- _Assigned task_
Stop after the line containing "Show me the distant"; retype every line of the data before it exactly, starting from the first.

- _Given information_

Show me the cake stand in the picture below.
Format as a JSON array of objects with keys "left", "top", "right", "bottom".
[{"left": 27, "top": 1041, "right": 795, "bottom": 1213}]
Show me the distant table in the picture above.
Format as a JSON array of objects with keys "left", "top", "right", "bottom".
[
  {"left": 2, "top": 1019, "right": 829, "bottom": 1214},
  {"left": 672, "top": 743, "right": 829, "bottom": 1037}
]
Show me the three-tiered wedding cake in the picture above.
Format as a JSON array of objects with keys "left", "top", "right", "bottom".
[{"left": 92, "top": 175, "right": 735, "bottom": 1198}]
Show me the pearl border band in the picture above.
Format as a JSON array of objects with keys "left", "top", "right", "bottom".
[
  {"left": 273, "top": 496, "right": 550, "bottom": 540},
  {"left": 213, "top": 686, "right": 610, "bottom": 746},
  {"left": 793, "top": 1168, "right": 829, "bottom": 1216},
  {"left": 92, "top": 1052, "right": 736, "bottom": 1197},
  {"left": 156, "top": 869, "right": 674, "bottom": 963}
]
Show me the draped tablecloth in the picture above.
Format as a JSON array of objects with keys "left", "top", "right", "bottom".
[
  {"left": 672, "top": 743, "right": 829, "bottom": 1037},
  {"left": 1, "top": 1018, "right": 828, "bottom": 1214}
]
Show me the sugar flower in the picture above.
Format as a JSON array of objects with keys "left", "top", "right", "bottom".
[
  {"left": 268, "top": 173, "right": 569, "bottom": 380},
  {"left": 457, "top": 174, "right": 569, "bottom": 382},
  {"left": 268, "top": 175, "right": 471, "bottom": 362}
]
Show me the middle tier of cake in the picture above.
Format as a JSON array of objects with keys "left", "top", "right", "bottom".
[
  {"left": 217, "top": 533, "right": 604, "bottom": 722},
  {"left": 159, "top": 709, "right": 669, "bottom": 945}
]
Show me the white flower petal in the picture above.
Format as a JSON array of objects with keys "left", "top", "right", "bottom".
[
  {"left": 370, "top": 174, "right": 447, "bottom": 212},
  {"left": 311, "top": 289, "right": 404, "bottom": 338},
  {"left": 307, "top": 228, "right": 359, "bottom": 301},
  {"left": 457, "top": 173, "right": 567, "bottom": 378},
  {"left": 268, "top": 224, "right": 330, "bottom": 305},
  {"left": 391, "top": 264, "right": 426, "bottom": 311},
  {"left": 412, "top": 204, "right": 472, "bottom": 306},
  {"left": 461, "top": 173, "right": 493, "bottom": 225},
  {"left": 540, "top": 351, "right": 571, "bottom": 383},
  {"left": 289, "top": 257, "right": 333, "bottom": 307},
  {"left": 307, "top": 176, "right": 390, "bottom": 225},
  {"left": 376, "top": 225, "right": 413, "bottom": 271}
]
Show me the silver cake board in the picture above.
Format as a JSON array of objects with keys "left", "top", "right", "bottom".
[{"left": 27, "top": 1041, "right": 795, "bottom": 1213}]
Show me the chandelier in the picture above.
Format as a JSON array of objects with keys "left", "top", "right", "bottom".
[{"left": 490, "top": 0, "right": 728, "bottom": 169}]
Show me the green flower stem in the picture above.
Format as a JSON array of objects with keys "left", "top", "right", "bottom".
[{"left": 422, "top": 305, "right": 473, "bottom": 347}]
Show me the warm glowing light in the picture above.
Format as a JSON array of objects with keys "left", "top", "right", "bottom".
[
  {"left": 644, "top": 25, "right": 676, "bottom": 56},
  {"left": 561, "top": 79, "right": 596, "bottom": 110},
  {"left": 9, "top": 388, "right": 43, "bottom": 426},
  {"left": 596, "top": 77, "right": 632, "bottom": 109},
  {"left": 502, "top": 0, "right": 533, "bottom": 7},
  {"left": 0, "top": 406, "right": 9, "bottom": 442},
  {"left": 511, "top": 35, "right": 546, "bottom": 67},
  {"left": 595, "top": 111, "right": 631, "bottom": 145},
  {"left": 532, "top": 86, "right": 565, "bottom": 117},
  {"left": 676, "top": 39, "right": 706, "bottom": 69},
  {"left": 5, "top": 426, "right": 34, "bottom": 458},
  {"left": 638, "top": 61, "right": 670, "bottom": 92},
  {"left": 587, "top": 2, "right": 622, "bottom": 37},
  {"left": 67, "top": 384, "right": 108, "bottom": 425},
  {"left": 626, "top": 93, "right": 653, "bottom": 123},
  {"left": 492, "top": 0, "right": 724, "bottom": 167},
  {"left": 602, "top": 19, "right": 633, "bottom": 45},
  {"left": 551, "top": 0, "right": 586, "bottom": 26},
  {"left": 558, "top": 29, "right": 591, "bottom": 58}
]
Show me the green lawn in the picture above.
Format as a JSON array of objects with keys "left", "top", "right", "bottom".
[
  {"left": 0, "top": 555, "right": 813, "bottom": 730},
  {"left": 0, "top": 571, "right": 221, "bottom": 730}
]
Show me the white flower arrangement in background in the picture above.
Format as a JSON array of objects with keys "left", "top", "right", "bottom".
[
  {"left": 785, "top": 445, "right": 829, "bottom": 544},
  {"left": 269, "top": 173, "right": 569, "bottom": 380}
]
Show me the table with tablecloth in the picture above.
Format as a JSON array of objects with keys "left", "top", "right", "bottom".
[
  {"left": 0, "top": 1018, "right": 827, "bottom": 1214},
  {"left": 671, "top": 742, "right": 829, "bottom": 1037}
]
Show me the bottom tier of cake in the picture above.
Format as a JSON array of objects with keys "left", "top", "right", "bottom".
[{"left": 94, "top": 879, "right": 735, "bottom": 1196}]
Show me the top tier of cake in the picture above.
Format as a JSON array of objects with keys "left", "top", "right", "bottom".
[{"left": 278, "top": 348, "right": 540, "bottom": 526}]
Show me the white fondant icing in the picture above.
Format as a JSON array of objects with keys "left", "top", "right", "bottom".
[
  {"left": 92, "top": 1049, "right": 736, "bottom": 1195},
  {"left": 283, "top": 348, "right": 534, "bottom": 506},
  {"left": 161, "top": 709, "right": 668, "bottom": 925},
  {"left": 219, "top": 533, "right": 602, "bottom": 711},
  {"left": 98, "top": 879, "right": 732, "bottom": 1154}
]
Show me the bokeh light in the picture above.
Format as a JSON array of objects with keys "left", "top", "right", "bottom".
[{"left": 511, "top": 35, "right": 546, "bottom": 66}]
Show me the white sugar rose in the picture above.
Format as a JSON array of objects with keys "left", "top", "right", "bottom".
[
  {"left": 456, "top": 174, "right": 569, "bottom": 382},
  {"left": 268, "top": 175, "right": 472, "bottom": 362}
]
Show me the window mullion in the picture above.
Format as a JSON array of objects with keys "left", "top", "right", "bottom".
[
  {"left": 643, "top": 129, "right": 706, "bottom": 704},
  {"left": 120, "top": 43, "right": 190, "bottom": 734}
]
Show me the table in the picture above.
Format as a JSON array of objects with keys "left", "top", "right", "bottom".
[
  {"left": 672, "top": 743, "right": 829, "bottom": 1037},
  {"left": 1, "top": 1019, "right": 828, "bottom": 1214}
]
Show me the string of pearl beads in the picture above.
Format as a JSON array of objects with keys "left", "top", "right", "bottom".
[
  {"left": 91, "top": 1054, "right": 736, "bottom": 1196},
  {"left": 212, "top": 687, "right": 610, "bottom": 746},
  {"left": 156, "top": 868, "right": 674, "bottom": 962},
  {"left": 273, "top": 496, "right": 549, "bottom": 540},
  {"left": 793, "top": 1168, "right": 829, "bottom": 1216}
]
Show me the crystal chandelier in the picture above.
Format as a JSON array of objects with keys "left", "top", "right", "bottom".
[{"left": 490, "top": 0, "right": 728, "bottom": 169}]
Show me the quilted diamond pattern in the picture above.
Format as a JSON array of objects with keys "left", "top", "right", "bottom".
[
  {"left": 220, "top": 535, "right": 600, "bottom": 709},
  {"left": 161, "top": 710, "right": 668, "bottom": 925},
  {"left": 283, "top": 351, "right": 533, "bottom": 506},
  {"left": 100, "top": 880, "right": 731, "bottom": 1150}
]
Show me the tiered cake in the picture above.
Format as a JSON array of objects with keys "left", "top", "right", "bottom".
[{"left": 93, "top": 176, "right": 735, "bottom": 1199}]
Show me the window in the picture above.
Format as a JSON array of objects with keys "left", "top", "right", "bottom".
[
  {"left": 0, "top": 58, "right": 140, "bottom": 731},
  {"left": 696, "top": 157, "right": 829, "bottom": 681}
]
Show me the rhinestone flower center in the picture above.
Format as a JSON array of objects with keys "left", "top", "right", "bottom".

- _Output below_
Show me the cake stand in the picture below.
Format as a JSON array of objects with keys "left", "top", "right", "bottom".
[{"left": 27, "top": 1041, "right": 795, "bottom": 1213}]
Show me the distant table in the picture above.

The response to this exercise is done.